* START *
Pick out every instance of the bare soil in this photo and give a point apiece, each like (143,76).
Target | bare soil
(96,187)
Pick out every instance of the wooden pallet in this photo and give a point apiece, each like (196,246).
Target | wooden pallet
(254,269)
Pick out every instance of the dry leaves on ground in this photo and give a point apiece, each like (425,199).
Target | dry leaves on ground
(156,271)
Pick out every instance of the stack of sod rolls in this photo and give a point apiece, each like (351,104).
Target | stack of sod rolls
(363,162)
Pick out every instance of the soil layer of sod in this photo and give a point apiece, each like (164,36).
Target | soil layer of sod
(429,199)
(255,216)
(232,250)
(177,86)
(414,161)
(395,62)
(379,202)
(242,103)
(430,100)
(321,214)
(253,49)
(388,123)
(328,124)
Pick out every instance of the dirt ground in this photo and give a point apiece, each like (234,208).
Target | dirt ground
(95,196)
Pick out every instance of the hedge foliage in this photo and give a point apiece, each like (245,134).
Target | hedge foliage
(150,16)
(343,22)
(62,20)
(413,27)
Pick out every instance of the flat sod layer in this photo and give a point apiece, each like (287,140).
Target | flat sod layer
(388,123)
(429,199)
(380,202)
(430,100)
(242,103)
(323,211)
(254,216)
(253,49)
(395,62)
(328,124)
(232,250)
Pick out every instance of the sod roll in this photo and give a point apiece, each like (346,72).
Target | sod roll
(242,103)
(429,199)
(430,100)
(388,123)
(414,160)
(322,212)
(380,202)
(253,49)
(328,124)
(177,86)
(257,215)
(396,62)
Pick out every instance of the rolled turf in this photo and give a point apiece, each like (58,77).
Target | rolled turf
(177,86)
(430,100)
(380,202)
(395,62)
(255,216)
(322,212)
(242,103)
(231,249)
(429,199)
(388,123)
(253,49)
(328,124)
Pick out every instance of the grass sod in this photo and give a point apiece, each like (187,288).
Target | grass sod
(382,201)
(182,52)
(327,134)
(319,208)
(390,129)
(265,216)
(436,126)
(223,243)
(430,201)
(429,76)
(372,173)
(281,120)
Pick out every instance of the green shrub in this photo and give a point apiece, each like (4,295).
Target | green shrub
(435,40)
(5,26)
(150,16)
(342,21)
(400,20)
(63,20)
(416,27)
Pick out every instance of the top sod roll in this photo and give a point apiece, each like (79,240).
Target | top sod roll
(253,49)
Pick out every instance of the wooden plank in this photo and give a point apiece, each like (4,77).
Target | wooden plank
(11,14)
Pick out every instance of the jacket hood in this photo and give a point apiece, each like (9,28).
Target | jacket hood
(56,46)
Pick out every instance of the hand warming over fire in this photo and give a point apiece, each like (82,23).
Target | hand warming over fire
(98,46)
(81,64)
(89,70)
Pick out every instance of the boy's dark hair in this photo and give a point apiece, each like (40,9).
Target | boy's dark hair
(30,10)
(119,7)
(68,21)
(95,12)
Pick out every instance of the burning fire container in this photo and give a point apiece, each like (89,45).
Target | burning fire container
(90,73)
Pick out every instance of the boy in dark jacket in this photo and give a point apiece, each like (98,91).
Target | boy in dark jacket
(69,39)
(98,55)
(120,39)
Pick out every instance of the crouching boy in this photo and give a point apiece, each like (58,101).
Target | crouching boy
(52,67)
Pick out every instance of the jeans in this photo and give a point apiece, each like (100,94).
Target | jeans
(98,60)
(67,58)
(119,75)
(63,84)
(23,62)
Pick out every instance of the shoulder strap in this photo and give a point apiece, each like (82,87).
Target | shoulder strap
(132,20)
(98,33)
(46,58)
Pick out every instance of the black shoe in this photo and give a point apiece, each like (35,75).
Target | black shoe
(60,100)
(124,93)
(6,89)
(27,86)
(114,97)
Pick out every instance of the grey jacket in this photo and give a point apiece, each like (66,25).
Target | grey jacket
* END *
**WHAT TO WORK ON:**
Rewrite all of the data above, changing every "Target" to "Label" and leaving the rest unchanged.

**TASK RESPONSE:**
Pick out every instance of the bare soil in this photo and give a point apiece, each like (143,76).
Label | bare soil
(96,187)
Pick out every instance of the wooden pallet in this photo and give a point apiece, each like (196,246).
Label | wooden pallet
(254,269)
Pick out every instance of the dry leaves on ground in this photo and give a point apiece, each like (425,199).
Label | dry leaves on ground
(156,271)
Pick out every instance of the stack of sod rolls in this photo and give a point apiece, each like (351,104).
Label | stack of sod rolls
(363,162)
Pick out every instance of the soil layer of sod in this photo and give a point apiece, each like (164,36).
Label | soil layer of sod
(429,199)
(255,216)
(232,250)
(177,86)
(414,161)
(395,62)
(379,202)
(242,103)
(430,100)
(321,214)
(253,49)
(388,123)
(328,124)
Pick out every instance of the dirt ground in this photo and give a point apiece, each like (234,208).
Label | dirt ground
(95,196)
Pick out every instance of the hedge foliage in this photo and give a point apiece, each like (245,134).
Label | hedge foliage
(150,16)
(343,22)
(62,20)
(413,27)
Pick out every instance of the flat sod layer in this photo and give a point apiece, each like (287,140).
Label | flat sod layer
(388,123)
(429,199)
(380,202)
(430,100)
(242,103)
(323,211)
(254,216)
(253,49)
(395,62)
(328,124)
(232,250)
Pick out every instance of the sod roll in this photo and give a point apiece, each like (346,72).
Label | sod roll
(242,103)
(429,199)
(430,100)
(388,123)
(414,160)
(322,212)
(380,202)
(253,49)
(328,124)
(177,86)
(257,215)
(396,62)
Pick out every instance of the rolled turf in this photo and give a point apiece, each like (58,77).
Label | rolled turf
(177,86)
(430,100)
(380,202)
(395,62)
(255,216)
(322,212)
(242,103)
(231,249)
(429,199)
(388,123)
(253,49)
(328,124)
Pick out every instance of the grass sod in this photo and give a point apiece, each like (187,288).
Label | grass sod
(382,201)
(182,52)
(327,134)
(319,208)
(390,129)
(265,216)
(436,126)
(223,243)
(430,201)
(429,76)
(372,173)
(281,120)
Pick out every instance of the green shrub in this photo and give a point apiece, each like (4,295).
Label | green shrub
(435,40)
(5,26)
(150,16)
(342,21)
(400,20)
(63,20)
(416,27)
Pick out every instance of the top sod roll in this photo and give a point apiece, each like (79,240).
Label | top sod roll
(253,49)
Pick out every instance of the wooden plank in this photo and give a point apiece, each like (4,77).
Label | wooden plank
(11,14)
Pick out every instance of the jacket hood in this photo and give a point apiece, each like (9,28).
Label | jacket hood
(56,46)
Pick out every instance of the hand warming over fire in this photo and give a point apiece, each like (82,23).
Label | hand warming over fire
(98,46)
(81,64)
(89,70)
Pick out every instance of the boy's dark hair in this photo and give a point apiece, each like (40,9).
Label | boy's dark hair
(30,10)
(119,7)
(68,21)
(95,12)
Pick out every instance of the burning fire container in this photo and give a point apiece, each like (89,45).
Label | burning fire container
(90,73)
Pick out every instance of the boy in dark jacket in this photo and give a point apiece, each like (98,91).
Label | boy in dark jacket
(69,39)
(98,55)
(120,39)
Pick out every instance of the crouching boy in this photo and give a point apiece, each like (58,101).
Label | crouching boy
(52,67)
Pick out every instance of the jeans in this photo and give a point apiece, each like (100,94).
Label | jeans
(98,60)
(67,58)
(119,75)
(63,84)
(23,62)
Pick out every instance of the shoulder strap in this photo and give a point apiece, each like (82,87).
Label | shoulder strap
(132,20)
(98,33)
(46,58)
Pick out every instance of the black shoe in this photo and give a point apiece, each like (35,75).
Label | black shoe
(60,100)
(124,93)
(6,89)
(27,86)
(114,97)
Pick out every instance of the grey jacket in this photo and give a point apiece, each like (66,25).
Label | grey jacket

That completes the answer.